The 8.5% sales tax is a roll-up of the basic state tax, county tax, local municipality tax, and various other special district taxes, such as those for mass transit. Pretty much like it is anywhere else, except there’s just more of it than most places.
I don’t know offhand what the percentage is, but there is also a state income tax.
As for transit, if you’re living near a transit line and your job is also near a line, that’s almost always the best way to go, both in terms of speed and price. Have a look at www.511.org for the whole A-Z of Bay Area transit.
The Sunset might as well be the suburbs. If you’re living alone or with one other person, check out Nob Hill, Lower Nob Hill, Hayes Valley, Mint Hill, Potrero Hill, Bernal Heights, the Castro, and Oakland. If you have kids then go to the Sunset, or any burb in the East Bay.
As you said, not that you (or I) make $50,000 a year, but I know more than a few people who make less than that and live quite comfortably in San Francisco.
If you ever move here, or come out to check it out, email me, and I’ll buy you a beverage and show you around.
On engery costs, the flip side is that in many places around here (esp. the city/penninsula/north bay) you don’t need air conditioning, and in the winter you can get away without turning your heat on much (or at all, if you bundle well). My PG&E bill rarely breaks $150, even in the depths of winter (for an entire drafty victorian house).

(Spatial localization data)
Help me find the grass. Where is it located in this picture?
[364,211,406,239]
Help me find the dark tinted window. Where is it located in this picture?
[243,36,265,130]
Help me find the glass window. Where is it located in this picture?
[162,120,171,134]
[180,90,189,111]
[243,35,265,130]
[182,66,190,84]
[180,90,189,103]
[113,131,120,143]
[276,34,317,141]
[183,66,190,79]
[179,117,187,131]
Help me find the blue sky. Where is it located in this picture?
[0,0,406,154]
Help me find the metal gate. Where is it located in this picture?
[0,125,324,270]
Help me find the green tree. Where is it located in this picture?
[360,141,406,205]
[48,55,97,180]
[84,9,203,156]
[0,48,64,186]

▶ Work request
Can you resume the post about living costs in San Francisco, carrying on after its last sentence?

▶ Exercise output
Medical costs are also much, much higher. I’m too young and healthy to provide you with a comparison, but I saw a health insurance plan cross my desk the other day that provided $600 a day for hospitalization-- except in California, where it provided $900. The reason for this difference, though, I can’t explain.
PS- Stuffy, what are you eating and Fridays? I always thought they were cheaper than that? I haven’t been to one of those places is a good while, but. . .sheesh. Is that drinks? Last week I fed three friends at a good steakhouse for <$100.
Of course, he is right about the cheap food. At one of my favorite resteraunts (a teeny tiny salvadorian place), we can easily stuff 4 people to the gills with 30 bucks.
Not seeking out my cheapo haunts, though, $6-7 for breakfast, $10-12 for lunch, and $20-30 for dinner is about average and normal for me, when eating out (which i do a lot)
What, too low or too high? Last time I went I had baby back ribs my wife had some shrimp dish, we both had a couple of drinks, I’m pretty sure it was around $80 including tip(20%). Wait, I think that was Tony Roma’s, but the pricing is about the same.
OK - I’ve been a casual SD reader for a while, but I couldn’t not put my two cents in on this. About a year ago, I did the exact same thing as the OP…moved from Missouri to the Bay Area, so I’ve got lots of comments on this. In particular, I moved from KC, but I did live in STL for around 20 years.
The main comment I have is that in terms of consumer goods, it costs only slightly more to live here. Milk, bread, meat, produce, etc., are only slightly higher, almost not noticiable (if you know where to shop…ie. Trader Joes). I’ve found car insurance is about the same, maybe 10% higher.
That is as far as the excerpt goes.